_Exercise instructions_: Can you print out every one of the records below, word for word, with no line changed or left out?

_Working data_:
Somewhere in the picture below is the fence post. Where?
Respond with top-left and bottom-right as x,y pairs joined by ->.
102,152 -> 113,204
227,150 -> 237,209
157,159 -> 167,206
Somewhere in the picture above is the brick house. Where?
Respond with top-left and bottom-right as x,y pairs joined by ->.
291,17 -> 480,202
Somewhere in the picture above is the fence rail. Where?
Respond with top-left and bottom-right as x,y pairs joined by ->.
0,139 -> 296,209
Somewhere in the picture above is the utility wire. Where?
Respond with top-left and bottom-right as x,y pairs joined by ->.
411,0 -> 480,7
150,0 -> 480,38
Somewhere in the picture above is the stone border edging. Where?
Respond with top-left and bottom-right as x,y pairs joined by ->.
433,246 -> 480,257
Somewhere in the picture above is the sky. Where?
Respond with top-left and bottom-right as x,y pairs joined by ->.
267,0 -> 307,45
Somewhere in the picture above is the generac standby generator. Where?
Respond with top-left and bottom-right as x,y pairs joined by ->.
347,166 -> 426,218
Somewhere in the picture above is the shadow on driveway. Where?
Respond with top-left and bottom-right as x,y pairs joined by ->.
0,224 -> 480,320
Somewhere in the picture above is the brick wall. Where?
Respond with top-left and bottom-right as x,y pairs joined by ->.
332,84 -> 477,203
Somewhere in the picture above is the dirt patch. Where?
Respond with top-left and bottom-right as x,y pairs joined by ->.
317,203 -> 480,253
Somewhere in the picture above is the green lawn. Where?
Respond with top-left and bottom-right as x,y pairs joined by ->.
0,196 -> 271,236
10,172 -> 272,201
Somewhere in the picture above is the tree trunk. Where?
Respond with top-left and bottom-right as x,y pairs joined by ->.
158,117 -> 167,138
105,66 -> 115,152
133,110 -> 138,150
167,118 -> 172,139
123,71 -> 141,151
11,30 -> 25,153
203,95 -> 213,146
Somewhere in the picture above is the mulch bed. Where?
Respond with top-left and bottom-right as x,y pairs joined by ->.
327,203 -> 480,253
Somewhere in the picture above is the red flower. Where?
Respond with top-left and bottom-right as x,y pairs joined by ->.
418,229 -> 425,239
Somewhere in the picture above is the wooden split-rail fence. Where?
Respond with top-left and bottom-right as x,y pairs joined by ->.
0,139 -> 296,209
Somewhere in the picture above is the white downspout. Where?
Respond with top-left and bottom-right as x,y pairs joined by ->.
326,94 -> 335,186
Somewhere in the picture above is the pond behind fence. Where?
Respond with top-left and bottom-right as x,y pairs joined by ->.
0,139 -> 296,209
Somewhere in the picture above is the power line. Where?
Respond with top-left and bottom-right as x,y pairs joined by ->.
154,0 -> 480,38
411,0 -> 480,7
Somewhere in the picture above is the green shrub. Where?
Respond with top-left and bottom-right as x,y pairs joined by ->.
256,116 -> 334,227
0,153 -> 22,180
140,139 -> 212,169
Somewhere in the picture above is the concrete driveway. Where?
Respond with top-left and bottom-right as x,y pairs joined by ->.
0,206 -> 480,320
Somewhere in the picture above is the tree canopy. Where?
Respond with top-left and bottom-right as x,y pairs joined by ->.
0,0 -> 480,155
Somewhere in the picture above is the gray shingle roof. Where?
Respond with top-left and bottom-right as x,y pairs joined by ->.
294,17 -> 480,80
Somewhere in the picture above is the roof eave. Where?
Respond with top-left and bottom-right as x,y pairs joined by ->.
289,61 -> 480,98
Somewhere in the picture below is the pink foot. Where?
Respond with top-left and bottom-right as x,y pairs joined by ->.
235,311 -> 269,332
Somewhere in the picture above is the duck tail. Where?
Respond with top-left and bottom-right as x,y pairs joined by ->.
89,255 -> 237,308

_Solution below_:
Somewhere in the picture below is the fence post. Where?
Respond with top-left and bottom-right as x,y pairs joined by ->.
102,152 -> 113,204
227,150 -> 237,209
157,159 -> 167,206
Somewhere in the picture above is the brick house. Where?
Respond with top-left and bottom-right as x,y pairs joined by ->.
291,17 -> 480,202
Somewhere in the picture above is the fence rail. Where?
Respond with top-left and bottom-right as x,y pairs joined by ->.
0,139 -> 296,209
Somewhere in the picture above is the utility wire. Where?
Respond with top-left and bottom-right as x,y pairs joined by ->.
411,0 -> 480,7
150,0 -> 480,38
Somewhere in the picture above is the stone border edging. Where?
Respond with top-left and bottom-right as x,y pairs joined by ->.
433,246 -> 480,257
Somewhere in the picture above is the sky. Where?
Respond with top-left and bottom-right as x,y pairs joined by ->.
267,0 -> 307,45
Somewhere in the picture above is the generac standby generator. Where?
Respond with top-left and bottom-right as x,y pairs joined by ->.
347,166 -> 426,218
Somewhere in the picture above is the shadow on driveway. Where?
Respond with top-left and bottom-right as x,y pairs joined by ->.
0,224 -> 480,320
Somewhere in the picture above is the brick wall. Where?
Respond with top-left and bottom-right as x,y pairs joined by ->.
332,84 -> 477,203
Somewhere in the picture above is the dirt patch. Where?
Respond with top-left and bottom-right as x,y pairs joined by ->.
317,203 -> 480,253
Somewhere in the picture above is the green lawn. Where?
Respond with top-left and bottom-right as x,y pairs joined by ->.
0,196 -> 271,236
10,172 -> 272,201
Somewhere in the picture above is the tree trunk. Where?
Respond with top-left and bottom-right as x,y pairs joined by ->.
158,117 -> 167,138
105,66 -> 115,152
133,110 -> 138,150
167,118 -> 172,139
123,71 -> 141,151
11,30 -> 25,153
203,95 -> 213,146
Somewhere in the picture above is the mulch bed. Where?
Respond with top-left and bottom-right as x,y pairs joined by ->.
327,203 -> 480,253
Somewhere in the picture above is the red flower. Where?
Respond with top-left and bottom-right as x,y pairs joined by ->.
418,229 -> 425,239
Somewhere in the picture above is the wooden split-rail fence. Where?
Respond with top-left and bottom-right as x,y pairs joined by ->.
0,139 -> 296,209
Somewhere in the picture above is the white downspout. Where?
Respond with top-left and bottom-right as x,y pairs joined by ->.
326,94 -> 335,186
Somewhere in the picture above is the pond behind fence. Where?
Respond with top-left and bottom-right as x,y pairs joined by ->.
0,139 -> 296,209
Somewhere in the picture above is the power line. Where?
Respond with top-left and bottom-right as x,y pairs joined by ->.
154,0 -> 480,38
411,0 -> 480,7
Somewhere in the picture above is the green shrub. Where?
Respond with top-left and bottom-right as x,y pairs joined by ->.
256,116 -> 334,227
0,153 -> 22,180
140,139 -> 212,169
Somewhere in the picture above is the concrete driveway. Where?
Respond with top-left and bottom-right as x,y pairs joined by ->.
0,206 -> 480,320
Somewhere in the picture above is the tree canopy. Where?
Respond with top-left and bottom-right as x,y pairs joined by ->.
0,0 -> 480,155
Somewhere in the picture above is the gray shingle roof. Where?
Respond with top-left and bottom-right as x,y pairs joined by ->.
294,17 -> 480,80
Somewhere in the picture above is the roof eave. Where?
Respond with top-left and bottom-right as x,y pairs joined by ->.
289,61 -> 480,98
Somewhere in the picture below is the pink foot. Where?
Respond with top-left and bottom-right as x,y pairs joined by ->.
235,311 -> 269,332
Somewhere in the picture above is the duck tail. Where?
Respond with top-left and bottom-right as x,y pairs joined by ->.
89,255 -> 237,308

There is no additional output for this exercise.